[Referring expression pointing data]
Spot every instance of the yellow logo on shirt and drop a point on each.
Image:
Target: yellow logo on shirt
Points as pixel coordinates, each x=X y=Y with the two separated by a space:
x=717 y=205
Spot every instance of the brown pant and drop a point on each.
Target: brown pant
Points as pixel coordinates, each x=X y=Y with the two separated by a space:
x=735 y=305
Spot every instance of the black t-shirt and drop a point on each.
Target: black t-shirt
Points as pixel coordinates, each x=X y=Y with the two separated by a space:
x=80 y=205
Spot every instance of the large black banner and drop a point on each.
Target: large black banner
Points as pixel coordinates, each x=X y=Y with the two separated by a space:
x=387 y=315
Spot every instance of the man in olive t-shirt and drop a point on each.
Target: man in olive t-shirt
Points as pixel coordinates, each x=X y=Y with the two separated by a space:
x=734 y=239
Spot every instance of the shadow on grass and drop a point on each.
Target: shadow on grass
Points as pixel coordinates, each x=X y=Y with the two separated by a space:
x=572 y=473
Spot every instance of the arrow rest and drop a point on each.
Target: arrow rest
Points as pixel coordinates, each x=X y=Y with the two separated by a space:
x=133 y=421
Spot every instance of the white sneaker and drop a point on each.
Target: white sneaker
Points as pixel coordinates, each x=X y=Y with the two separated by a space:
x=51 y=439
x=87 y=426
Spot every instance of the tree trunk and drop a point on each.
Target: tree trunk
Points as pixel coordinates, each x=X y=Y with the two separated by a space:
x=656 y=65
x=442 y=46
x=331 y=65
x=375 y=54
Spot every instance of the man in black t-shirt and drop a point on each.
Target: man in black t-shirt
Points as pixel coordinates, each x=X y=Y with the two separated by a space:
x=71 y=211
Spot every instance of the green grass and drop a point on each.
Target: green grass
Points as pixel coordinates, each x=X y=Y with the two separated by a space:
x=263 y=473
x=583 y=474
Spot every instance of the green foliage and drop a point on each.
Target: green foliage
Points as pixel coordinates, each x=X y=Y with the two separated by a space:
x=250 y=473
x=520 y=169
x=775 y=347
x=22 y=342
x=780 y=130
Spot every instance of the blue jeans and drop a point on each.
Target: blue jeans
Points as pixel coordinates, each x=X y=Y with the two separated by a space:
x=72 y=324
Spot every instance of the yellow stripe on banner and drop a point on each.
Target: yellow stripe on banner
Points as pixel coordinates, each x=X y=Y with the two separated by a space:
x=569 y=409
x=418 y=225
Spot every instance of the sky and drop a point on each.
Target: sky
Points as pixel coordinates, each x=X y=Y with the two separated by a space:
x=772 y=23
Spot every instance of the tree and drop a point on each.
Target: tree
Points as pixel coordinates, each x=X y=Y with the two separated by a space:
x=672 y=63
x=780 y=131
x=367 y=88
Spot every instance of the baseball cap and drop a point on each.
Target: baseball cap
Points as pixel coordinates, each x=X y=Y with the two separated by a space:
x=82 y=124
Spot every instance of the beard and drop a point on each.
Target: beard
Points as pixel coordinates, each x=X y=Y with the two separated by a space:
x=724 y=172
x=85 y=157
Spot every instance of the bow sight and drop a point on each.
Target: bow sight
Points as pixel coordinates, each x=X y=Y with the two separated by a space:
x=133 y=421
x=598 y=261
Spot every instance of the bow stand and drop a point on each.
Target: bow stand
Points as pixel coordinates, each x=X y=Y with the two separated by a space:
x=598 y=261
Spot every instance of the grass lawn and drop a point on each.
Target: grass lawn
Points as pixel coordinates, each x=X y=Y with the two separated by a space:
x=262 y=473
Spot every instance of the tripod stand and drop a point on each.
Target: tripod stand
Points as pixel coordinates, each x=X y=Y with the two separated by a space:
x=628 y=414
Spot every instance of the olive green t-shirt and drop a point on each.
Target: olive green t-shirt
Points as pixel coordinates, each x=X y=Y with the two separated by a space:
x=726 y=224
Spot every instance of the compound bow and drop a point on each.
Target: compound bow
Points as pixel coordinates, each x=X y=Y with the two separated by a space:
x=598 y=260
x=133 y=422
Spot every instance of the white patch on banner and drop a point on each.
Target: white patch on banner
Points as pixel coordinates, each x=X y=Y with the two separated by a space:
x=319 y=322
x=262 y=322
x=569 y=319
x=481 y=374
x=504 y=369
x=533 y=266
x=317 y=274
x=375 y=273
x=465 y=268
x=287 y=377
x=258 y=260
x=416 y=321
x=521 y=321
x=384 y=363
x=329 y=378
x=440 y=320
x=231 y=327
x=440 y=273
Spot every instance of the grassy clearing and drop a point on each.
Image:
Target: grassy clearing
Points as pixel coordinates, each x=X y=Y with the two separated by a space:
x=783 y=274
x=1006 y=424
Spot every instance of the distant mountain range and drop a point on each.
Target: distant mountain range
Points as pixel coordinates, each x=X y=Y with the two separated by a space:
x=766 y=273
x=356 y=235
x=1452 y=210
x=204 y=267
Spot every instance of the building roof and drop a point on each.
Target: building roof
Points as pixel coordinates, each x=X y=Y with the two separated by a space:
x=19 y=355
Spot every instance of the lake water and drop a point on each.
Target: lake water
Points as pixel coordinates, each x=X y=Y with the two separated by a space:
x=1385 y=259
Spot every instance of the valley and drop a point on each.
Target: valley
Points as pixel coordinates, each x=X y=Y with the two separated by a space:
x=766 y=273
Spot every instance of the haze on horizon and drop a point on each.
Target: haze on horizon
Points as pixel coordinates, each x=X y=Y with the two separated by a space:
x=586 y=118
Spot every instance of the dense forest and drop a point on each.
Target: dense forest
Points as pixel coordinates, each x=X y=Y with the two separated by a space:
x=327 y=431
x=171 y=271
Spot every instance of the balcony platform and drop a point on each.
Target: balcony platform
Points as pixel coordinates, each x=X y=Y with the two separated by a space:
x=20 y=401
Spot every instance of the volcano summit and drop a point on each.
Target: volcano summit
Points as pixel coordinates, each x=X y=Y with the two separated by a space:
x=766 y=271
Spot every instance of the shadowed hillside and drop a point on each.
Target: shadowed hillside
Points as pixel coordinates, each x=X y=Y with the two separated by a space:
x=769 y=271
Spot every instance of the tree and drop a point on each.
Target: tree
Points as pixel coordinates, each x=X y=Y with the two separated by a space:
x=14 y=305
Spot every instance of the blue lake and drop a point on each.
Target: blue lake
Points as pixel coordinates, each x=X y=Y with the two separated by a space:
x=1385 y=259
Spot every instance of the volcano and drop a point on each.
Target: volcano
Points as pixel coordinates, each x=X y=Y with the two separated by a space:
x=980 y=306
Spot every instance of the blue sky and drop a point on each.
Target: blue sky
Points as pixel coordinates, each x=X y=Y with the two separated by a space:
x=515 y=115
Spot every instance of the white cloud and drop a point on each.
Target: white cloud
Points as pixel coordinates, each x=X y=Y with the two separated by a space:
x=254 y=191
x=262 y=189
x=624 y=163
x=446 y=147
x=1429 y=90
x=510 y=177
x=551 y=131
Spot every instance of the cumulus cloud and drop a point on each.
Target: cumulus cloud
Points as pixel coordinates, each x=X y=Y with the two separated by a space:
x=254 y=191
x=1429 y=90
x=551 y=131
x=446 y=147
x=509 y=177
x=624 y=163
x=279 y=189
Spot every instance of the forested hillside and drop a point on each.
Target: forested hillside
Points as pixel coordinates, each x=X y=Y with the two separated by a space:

▸ YOUR TASK: Going through the data above, return each line with the word "pant".

▸ YOUR SOLUTION:
Spot every instance of the brown pant and drop a point on each.
Target: brown pant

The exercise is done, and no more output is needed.